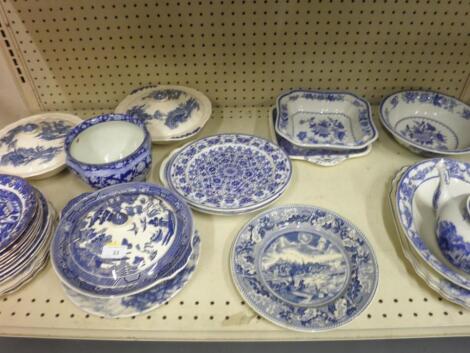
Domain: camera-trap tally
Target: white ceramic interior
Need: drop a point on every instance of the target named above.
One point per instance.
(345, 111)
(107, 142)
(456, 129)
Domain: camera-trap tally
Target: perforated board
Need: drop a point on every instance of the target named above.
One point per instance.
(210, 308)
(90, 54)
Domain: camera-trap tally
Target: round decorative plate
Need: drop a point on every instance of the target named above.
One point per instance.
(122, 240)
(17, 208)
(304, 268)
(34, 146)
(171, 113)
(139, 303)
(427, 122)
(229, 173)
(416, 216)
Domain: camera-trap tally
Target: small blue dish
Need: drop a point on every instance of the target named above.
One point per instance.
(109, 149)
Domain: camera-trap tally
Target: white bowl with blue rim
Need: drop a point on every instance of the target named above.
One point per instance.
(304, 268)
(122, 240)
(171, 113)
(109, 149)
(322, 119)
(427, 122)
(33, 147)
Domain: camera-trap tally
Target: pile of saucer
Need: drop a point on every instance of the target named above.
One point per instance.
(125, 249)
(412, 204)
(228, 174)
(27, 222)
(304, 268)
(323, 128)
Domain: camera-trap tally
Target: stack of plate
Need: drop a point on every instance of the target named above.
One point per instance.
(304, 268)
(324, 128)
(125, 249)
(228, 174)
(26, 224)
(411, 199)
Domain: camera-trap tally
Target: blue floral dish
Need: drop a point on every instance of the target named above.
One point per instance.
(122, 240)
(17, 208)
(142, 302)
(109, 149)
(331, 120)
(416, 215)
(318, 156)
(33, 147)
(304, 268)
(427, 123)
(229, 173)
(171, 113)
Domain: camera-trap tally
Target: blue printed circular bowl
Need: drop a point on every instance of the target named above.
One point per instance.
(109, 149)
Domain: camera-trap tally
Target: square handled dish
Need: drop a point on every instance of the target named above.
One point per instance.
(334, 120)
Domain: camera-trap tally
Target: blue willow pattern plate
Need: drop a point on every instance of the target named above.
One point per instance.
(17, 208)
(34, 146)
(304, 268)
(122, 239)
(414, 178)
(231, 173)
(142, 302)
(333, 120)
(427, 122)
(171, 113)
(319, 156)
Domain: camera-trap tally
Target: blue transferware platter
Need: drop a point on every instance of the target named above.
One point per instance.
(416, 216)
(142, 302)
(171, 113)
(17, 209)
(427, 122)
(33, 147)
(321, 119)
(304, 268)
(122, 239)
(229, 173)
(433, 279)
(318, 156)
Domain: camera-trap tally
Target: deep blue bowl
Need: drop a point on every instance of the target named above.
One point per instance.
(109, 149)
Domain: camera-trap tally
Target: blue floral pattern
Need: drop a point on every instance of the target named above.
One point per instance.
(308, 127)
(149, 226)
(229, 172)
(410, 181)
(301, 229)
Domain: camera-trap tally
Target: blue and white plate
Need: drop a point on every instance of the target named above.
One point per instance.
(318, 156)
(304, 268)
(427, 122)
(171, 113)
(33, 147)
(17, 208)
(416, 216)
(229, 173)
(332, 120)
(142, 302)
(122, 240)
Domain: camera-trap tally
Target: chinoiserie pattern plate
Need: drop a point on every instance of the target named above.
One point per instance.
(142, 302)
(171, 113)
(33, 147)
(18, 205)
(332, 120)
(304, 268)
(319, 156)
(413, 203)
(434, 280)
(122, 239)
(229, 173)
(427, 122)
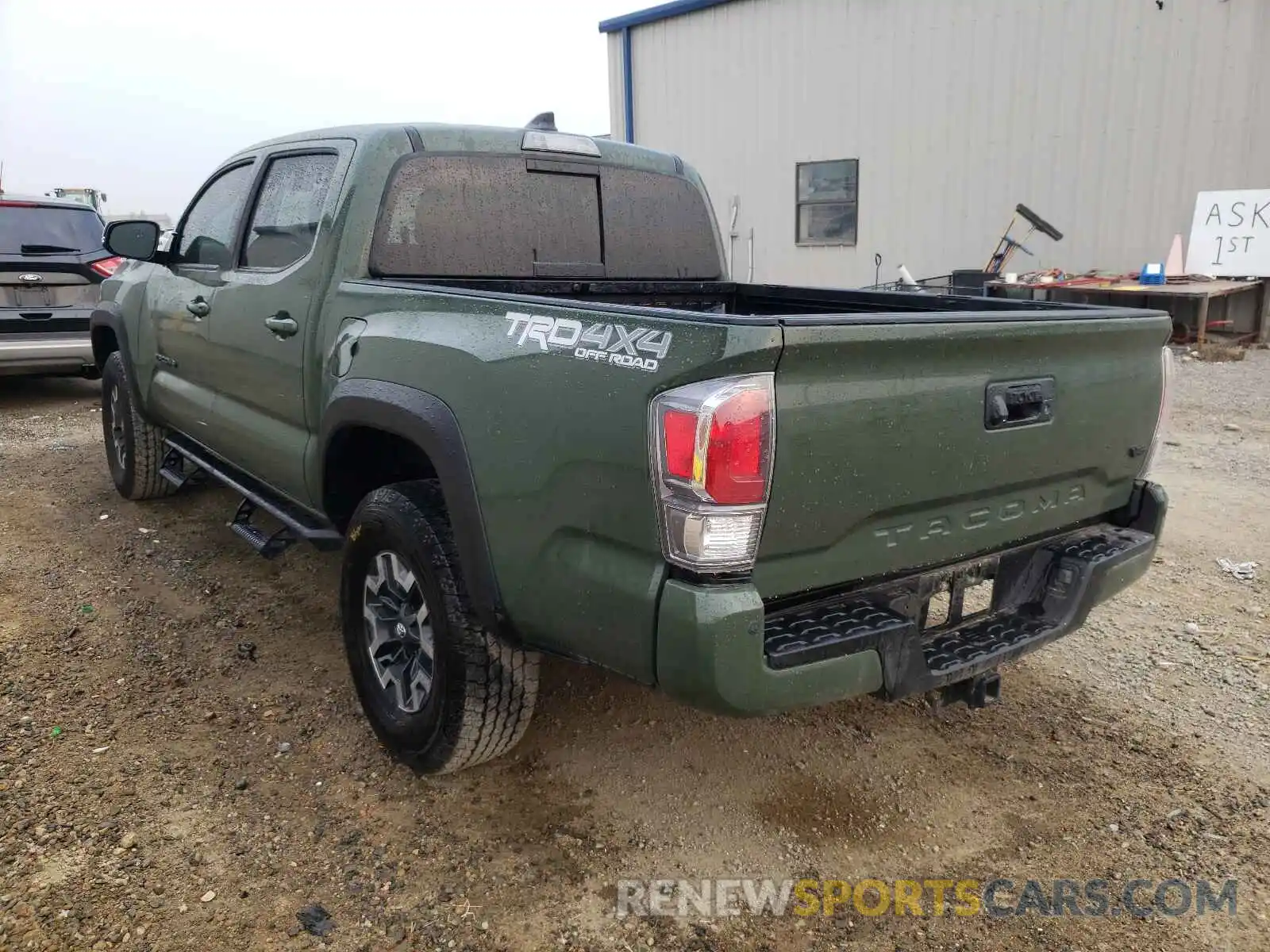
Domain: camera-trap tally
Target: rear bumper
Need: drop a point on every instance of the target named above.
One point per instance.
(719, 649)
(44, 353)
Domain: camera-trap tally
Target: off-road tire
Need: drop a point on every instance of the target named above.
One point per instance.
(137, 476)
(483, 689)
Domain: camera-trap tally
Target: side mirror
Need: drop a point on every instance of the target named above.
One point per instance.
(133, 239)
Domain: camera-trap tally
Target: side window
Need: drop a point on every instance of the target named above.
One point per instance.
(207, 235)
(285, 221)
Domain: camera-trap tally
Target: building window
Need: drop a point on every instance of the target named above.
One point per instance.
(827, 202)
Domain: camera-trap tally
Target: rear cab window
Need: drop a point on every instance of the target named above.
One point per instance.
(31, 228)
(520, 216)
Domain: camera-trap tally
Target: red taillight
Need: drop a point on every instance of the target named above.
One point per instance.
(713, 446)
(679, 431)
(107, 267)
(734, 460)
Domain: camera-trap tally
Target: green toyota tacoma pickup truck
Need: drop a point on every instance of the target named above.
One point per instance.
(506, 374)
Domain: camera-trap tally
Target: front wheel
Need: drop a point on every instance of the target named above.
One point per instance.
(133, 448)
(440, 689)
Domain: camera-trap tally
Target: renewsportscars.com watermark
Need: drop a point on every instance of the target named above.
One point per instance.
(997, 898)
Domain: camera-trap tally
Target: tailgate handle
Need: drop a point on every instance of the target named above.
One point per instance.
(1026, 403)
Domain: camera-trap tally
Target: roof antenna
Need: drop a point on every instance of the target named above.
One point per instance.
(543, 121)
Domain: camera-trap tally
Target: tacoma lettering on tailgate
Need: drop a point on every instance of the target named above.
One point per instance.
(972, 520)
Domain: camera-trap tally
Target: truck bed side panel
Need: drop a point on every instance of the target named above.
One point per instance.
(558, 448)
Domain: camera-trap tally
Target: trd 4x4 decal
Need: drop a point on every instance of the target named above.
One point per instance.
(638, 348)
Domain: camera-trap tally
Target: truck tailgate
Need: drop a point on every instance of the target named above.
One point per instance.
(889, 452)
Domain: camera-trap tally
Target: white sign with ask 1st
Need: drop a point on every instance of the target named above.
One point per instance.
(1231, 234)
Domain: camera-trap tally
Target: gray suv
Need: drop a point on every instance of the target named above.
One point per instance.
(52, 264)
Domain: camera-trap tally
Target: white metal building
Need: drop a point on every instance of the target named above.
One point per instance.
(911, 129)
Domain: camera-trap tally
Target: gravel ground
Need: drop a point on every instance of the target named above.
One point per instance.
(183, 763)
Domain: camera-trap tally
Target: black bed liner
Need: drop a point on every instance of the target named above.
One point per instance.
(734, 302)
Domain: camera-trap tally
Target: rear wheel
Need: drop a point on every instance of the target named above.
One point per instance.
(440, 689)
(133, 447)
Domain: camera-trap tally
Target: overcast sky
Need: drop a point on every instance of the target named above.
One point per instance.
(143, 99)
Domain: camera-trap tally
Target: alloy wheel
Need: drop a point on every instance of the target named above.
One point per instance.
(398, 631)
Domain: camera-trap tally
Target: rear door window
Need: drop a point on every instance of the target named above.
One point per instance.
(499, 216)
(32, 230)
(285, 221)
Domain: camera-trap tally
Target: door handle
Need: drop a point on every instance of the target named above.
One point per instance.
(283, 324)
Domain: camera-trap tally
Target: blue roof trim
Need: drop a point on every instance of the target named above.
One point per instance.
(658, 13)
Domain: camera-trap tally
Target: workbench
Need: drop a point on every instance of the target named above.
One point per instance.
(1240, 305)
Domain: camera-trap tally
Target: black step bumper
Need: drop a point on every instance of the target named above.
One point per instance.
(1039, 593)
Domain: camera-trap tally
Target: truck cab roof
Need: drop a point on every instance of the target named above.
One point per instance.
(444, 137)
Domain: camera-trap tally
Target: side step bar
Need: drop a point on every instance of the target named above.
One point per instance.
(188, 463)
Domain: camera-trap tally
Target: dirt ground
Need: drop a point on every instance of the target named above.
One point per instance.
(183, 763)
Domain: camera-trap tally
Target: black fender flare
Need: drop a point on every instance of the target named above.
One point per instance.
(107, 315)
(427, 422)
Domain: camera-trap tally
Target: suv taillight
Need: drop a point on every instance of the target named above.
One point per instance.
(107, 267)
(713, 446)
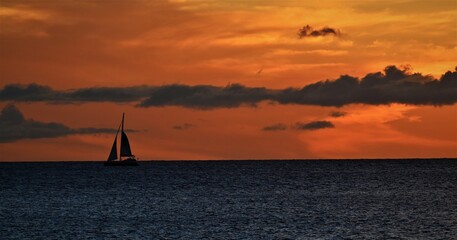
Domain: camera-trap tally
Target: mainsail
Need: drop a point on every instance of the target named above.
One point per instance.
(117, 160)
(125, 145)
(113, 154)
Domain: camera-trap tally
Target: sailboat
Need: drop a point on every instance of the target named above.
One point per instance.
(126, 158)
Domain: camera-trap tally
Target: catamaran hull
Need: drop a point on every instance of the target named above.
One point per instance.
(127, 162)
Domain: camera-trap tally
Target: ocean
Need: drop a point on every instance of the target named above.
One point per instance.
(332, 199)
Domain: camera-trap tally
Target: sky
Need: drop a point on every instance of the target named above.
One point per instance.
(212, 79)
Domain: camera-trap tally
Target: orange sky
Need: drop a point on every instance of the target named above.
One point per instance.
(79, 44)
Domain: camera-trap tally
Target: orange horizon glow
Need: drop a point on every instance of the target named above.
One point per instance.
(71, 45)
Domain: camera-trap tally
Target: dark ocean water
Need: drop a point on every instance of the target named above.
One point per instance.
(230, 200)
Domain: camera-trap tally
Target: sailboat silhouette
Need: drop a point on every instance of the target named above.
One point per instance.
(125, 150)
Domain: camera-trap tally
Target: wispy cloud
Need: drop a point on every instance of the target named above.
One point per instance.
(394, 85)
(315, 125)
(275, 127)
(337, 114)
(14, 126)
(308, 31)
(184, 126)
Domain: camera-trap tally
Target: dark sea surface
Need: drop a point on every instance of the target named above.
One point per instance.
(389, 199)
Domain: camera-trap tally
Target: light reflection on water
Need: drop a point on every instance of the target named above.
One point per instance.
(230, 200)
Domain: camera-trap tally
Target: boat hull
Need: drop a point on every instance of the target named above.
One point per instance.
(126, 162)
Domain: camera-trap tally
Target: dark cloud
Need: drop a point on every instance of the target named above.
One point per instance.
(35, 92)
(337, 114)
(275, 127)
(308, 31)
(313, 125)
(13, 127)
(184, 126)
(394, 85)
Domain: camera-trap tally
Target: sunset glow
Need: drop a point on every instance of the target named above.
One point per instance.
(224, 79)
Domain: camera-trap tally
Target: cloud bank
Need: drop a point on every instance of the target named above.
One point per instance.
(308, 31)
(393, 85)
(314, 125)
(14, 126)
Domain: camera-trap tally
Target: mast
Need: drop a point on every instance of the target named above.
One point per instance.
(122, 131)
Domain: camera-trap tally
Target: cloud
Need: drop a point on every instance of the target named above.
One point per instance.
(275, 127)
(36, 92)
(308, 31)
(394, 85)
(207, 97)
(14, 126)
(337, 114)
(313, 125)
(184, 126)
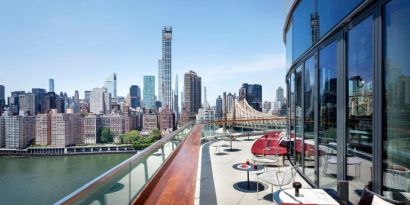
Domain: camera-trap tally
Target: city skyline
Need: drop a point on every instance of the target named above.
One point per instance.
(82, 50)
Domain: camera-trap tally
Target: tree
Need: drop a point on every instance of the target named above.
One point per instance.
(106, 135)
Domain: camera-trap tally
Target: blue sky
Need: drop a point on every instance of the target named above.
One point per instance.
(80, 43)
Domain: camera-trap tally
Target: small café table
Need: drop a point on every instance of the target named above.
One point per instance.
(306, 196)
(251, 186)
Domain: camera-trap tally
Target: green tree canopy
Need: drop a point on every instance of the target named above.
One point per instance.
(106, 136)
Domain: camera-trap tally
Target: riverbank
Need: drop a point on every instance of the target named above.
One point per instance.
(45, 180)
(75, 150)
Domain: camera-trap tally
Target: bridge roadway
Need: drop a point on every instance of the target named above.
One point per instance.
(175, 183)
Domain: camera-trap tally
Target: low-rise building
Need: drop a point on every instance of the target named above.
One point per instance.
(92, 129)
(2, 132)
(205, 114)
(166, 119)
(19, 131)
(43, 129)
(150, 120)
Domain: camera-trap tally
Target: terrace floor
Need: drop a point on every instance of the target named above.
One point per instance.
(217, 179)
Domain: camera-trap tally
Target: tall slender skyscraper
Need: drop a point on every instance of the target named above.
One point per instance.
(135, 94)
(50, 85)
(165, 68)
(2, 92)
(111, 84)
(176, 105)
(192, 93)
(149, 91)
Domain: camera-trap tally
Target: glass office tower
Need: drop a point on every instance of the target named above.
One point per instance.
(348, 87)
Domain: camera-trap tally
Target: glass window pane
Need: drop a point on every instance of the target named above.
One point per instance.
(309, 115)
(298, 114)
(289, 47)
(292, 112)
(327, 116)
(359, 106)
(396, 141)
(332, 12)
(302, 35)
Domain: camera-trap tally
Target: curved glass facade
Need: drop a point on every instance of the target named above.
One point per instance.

+-------+

**TASK DETAILS**
Ending at the line with "Target: small blue dish", reproduce exactly the lines that begin at the top of the data, and include no pictures.

**WRITTEN RESPONSE**
Domain: camera-trap tally
Target: white ceramic interior
Need: drop a point on every instance of the target named above.
One point per instance.
(345, 111)
(107, 142)
(456, 129)
Domain: camera-trap tally
Target: perforated board
Need: drop a point on every instance of the target named above.
One point per instance.
(210, 308)
(90, 54)
Domain: camera-trap tally
Target: round decorative plate
Need: drop a point on every instance of the target named above.
One point per instance.
(122, 240)
(17, 208)
(304, 268)
(34, 146)
(171, 113)
(139, 303)
(427, 122)
(229, 173)
(416, 216)
Domain: camera-trap tally
Target: small blue dish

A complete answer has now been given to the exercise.